-- begin Supplied data --

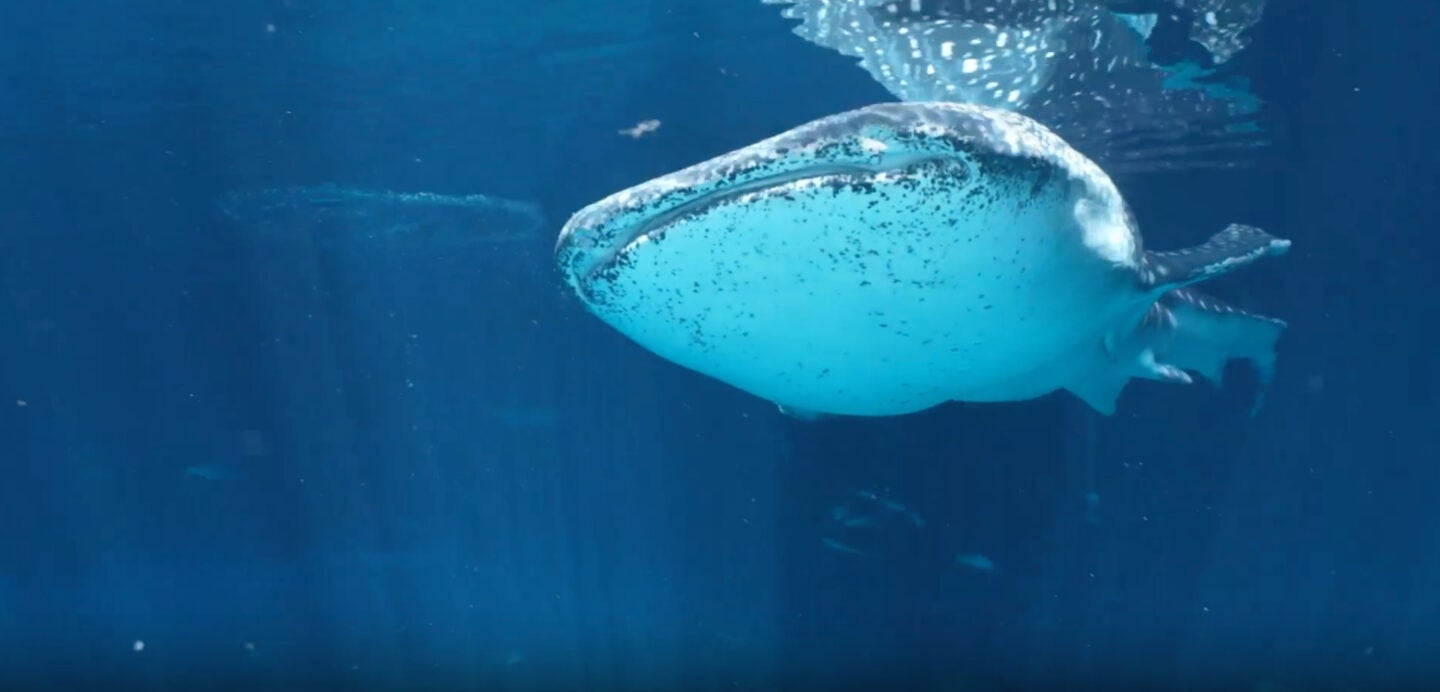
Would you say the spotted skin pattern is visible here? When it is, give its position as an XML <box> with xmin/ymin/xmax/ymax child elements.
<box><xmin>556</xmin><ymin>104</ymin><xmax>1290</xmax><ymax>416</ymax></box>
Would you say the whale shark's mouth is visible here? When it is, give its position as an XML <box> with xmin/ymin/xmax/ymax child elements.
<box><xmin>557</xmin><ymin>152</ymin><xmax>966</xmax><ymax>283</ymax></box>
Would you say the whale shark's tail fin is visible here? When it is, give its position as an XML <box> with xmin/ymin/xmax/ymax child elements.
<box><xmin>1066</xmin><ymin>224</ymin><xmax>1290</xmax><ymax>416</ymax></box>
<box><xmin>1067</xmin><ymin>289</ymin><xmax>1286</xmax><ymax>416</ymax></box>
<box><xmin>1146</xmin><ymin>289</ymin><xmax>1286</xmax><ymax>414</ymax></box>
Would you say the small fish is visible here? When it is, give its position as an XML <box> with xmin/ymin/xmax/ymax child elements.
<box><xmin>619</xmin><ymin>118</ymin><xmax>660</xmax><ymax>140</ymax></box>
<box><xmin>184</xmin><ymin>465</ymin><xmax>240</xmax><ymax>481</ymax></box>
<box><xmin>955</xmin><ymin>552</ymin><xmax>995</xmax><ymax>573</ymax></box>
<box><xmin>819</xmin><ymin>535</ymin><xmax>870</xmax><ymax>557</ymax></box>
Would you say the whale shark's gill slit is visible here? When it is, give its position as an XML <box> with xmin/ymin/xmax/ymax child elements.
<box><xmin>598</xmin><ymin>155</ymin><xmax>948</xmax><ymax>268</ymax></box>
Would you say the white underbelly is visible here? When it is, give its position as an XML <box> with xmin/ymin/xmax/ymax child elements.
<box><xmin>590</xmin><ymin>175</ymin><xmax>1126</xmax><ymax>416</ymax></box>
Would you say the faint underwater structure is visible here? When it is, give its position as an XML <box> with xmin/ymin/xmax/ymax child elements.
<box><xmin>762</xmin><ymin>0</ymin><xmax>1264</xmax><ymax>174</ymax></box>
<box><xmin>220</xmin><ymin>184</ymin><xmax>546</xmax><ymax>247</ymax></box>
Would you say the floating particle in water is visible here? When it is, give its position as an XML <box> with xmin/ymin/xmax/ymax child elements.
<box><xmin>220</xmin><ymin>184</ymin><xmax>544</xmax><ymax>247</ymax></box>
<box><xmin>619</xmin><ymin>118</ymin><xmax>660</xmax><ymax>140</ymax></box>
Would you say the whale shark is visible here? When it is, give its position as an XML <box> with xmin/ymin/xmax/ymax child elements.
<box><xmin>556</xmin><ymin>102</ymin><xmax>1290</xmax><ymax>419</ymax></box>
<box><xmin>762</xmin><ymin>0</ymin><xmax>1272</xmax><ymax>176</ymax></box>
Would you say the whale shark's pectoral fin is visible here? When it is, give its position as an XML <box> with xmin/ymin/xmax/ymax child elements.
<box><xmin>1140</xmin><ymin>223</ymin><xmax>1290</xmax><ymax>290</ymax></box>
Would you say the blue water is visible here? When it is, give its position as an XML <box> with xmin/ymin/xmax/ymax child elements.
<box><xmin>0</xmin><ymin>0</ymin><xmax>1440</xmax><ymax>689</ymax></box>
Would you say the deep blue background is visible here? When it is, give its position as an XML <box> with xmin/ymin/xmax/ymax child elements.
<box><xmin>0</xmin><ymin>0</ymin><xmax>1440</xmax><ymax>689</ymax></box>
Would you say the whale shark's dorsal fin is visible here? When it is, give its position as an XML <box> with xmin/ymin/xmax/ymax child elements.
<box><xmin>1140</xmin><ymin>223</ymin><xmax>1290</xmax><ymax>293</ymax></box>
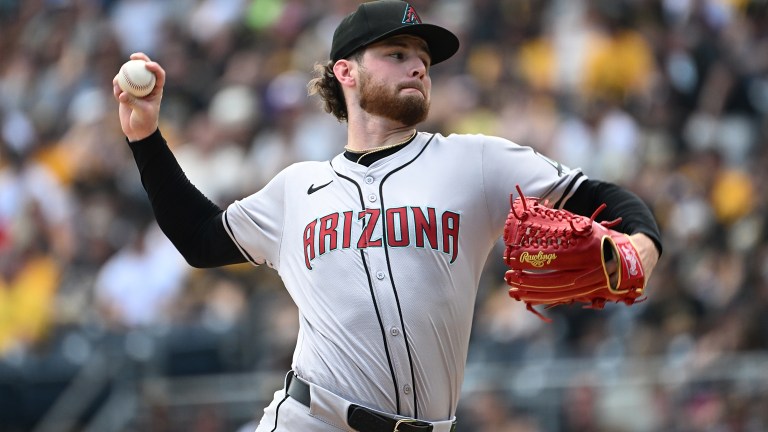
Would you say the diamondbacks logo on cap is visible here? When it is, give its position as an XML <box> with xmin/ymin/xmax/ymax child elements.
<box><xmin>403</xmin><ymin>4</ymin><xmax>421</xmax><ymax>24</ymax></box>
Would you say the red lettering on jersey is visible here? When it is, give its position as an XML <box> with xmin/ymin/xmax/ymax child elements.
<box><xmin>303</xmin><ymin>207</ymin><xmax>461</xmax><ymax>270</ymax></box>
<box><xmin>443</xmin><ymin>212</ymin><xmax>459</xmax><ymax>263</ymax></box>
<box><xmin>318</xmin><ymin>213</ymin><xmax>339</xmax><ymax>255</ymax></box>
<box><xmin>411</xmin><ymin>207</ymin><xmax>437</xmax><ymax>249</ymax></box>
<box><xmin>387</xmin><ymin>207</ymin><xmax>411</xmax><ymax>247</ymax></box>
<box><xmin>341</xmin><ymin>211</ymin><xmax>352</xmax><ymax>249</ymax></box>
<box><xmin>357</xmin><ymin>209</ymin><xmax>381</xmax><ymax>249</ymax></box>
<box><xmin>304</xmin><ymin>219</ymin><xmax>317</xmax><ymax>270</ymax></box>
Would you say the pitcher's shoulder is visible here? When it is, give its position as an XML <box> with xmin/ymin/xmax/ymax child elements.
<box><xmin>435</xmin><ymin>133</ymin><xmax>517</xmax><ymax>150</ymax></box>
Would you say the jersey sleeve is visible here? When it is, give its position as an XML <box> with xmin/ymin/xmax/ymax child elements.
<box><xmin>482</xmin><ymin>137</ymin><xmax>587</xmax><ymax>230</ymax></box>
<box><xmin>222</xmin><ymin>165</ymin><xmax>286</xmax><ymax>268</ymax></box>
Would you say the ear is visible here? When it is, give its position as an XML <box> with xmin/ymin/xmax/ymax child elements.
<box><xmin>333</xmin><ymin>59</ymin><xmax>357</xmax><ymax>87</ymax></box>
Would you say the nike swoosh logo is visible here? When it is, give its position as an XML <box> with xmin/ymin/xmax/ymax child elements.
<box><xmin>307</xmin><ymin>180</ymin><xmax>333</xmax><ymax>195</ymax></box>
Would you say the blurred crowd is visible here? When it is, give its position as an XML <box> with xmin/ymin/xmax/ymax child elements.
<box><xmin>0</xmin><ymin>0</ymin><xmax>768</xmax><ymax>432</ymax></box>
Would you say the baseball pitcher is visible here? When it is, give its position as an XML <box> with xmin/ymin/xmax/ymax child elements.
<box><xmin>113</xmin><ymin>0</ymin><xmax>661</xmax><ymax>432</ymax></box>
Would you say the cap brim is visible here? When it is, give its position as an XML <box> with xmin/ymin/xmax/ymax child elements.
<box><xmin>360</xmin><ymin>24</ymin><xmax>459</xmax><ymax>65</ymax></box>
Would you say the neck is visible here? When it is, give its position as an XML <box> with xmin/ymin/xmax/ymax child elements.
<box><xmin>344</xmin><ymin>115</ymin><xmax>416</xmax><ymax>152</ymax></box>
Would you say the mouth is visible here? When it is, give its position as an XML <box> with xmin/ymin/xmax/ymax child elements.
<box><xmin>400</xmin><ymin>84</ymin><xmax>424</xmax><ymax>96</ymax></box>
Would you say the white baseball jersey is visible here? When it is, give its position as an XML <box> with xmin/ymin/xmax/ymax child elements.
<box><xmin>223</xmin><ymin>132</ymin><xmax>585</xmax><ymax>420</ymax></box>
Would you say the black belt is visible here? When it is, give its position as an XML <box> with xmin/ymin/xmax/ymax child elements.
<box><xmin>286</xmin><ymin>372</ymin><xmax>456</xmax><ymax>432</ymax></box>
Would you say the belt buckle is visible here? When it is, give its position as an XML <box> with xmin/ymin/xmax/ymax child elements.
<box><xmin>392</xmin><ymin>419</ymin><xmax>420</xmax><ymax>432</ymax></box>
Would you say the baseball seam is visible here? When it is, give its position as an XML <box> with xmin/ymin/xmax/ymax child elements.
<box><xmin>123</xmin><ymin>71</ymin><xmax>152</xmax><ymax>90</ymax></box>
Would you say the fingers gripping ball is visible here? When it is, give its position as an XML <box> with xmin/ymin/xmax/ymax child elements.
<box><xmin>504</xmin><ymin>186</ymin><xmax>645</xmax><ymax>321</ymax></box>
<box><xmin>117</xmin><ymin>60</ymin><xmax>155</xmax><ymax>97</ymax></box>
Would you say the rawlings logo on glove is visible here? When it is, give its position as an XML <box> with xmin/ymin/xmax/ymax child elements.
<box><xmin>504</xmin><ymin>186</ymin><xmax>645</xmax><ymax>321</ymax></box>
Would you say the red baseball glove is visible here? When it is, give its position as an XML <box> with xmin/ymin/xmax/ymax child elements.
<box><xmin>504</xmin><ymin>186</ymin><xmax>645</xmax><ymax>321</ymax></box>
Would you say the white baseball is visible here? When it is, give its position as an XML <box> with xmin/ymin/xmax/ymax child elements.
<box><xmin>117</xmin><ymin>60</ymin><xmax>155</xmax><ymax>97</ymax></box>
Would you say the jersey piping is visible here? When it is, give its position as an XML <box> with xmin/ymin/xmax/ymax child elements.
<box><xmin>369</xmin><ymin>134</ymin><xmax>435</xmax><ymax>418</ymax></box>
<box><xmin>331</xmin><ymin>167</ymin><xmax>402</xmax><ymax>414</ymax></box>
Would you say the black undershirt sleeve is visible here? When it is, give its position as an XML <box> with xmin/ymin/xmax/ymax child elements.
<box><xmin>563</xmin><ymin>180</ymin><xmax>662</xmax><ymax>255</ymax></box>
<box><xmin>128</xmin><ymin>130</ymin><xmax>246</xmax><ymax>268</ymax></box>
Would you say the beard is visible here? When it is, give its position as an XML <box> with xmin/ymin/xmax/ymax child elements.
<box><xmin>360</xmin><ymin>70</ymin><xmax>429</xmax><ymax>126</ymax></box>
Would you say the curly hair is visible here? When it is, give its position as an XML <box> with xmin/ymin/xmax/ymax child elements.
<box><xmin>307</xmin><ymin>50</ymin><xmax>363</xmax><ymax>122</ymax></box>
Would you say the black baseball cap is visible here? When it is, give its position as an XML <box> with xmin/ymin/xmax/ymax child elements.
<box><xmin>331</xmin><ymin>0</ymin><xmax>459</xmax><ymax>64</ymax></box>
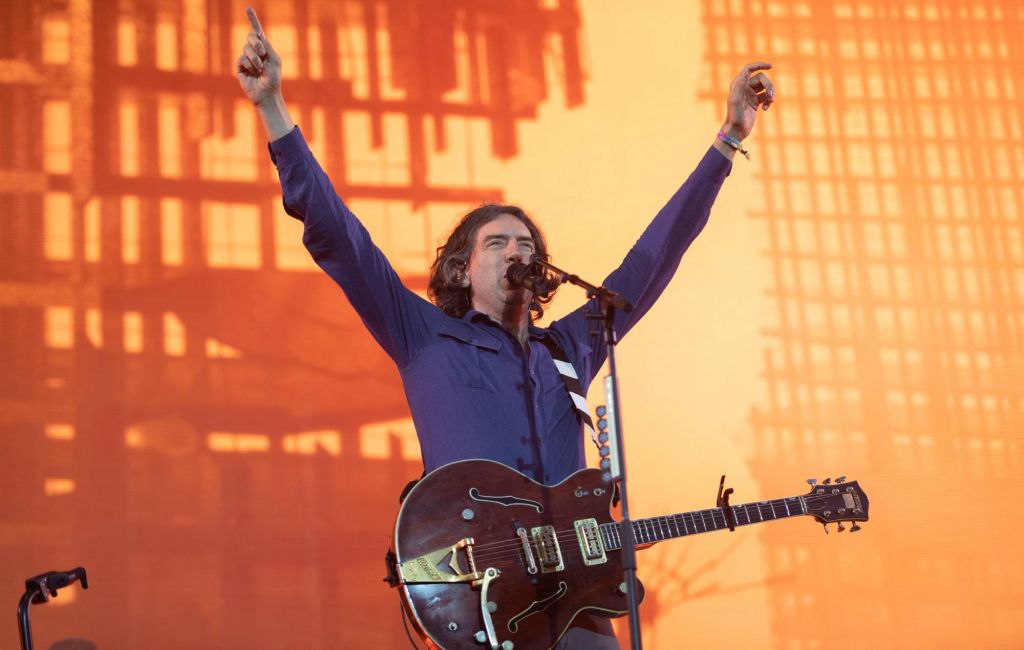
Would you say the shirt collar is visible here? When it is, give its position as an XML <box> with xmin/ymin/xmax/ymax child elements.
<box><xmin>462</xmin><ymin>308</ymin><xmax>551</xmax><ymax>340</ymax></box>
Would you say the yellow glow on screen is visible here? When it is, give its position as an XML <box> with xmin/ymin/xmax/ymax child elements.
<box><xmin>43</xmin><ymin>477</ymin><xmax>75</xmax><ymax>496</ymax></box>
<box><xmin>206</xmin><ymin>431</ymin><xmax>270</xmax><ymax>453</ymax></box>
<box><xmin>282</xmin><ymin>431</ymin><xmax>341</xmax><ymax>456</ymax></box>
<box><xmin>44</xmin><ymin>422</ymin><xmax>75</xmax><ymax>440</ymax></box>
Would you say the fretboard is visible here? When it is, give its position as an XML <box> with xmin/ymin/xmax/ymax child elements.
<box><xmin>601</xmin><ymin>496</ymin><xmax>806</xmax><ymax>550</ymax></box>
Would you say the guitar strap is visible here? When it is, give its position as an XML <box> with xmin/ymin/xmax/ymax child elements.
<box><xmin>541</xmin><ymin>336</ymin><xmax>601</xmax><ymax>451</ymax></box>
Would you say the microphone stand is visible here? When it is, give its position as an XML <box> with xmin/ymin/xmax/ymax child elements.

-- end Supplied data --

◆ **Task directions**: Please pull out every line of the listing above that contains the word "belt", treating uppercase and lowercase as different.

◆ **Result of the exercise**:
Would you say the black belt is visible here? When it is, give its position as an XML <box> with xmin/ymin/xmax/ymax child elements.
Would you say the belt buckle is visible here? When it is, give its position as an XML <box> with xmin/ymin/xmax/ymax child elements.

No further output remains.